- [TASK] In your copy, leave out the pictures; write out all the data exactly.

(Stored data entries)
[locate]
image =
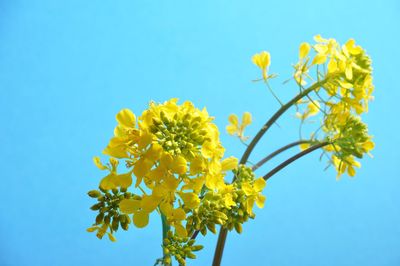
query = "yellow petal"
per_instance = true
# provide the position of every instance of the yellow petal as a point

- [ANSWER FOR THIS EXERCISE]
[locate]
image =
query = "yellow petal"
per_instance = true
# provide the position of every instance of the yellow petal as a point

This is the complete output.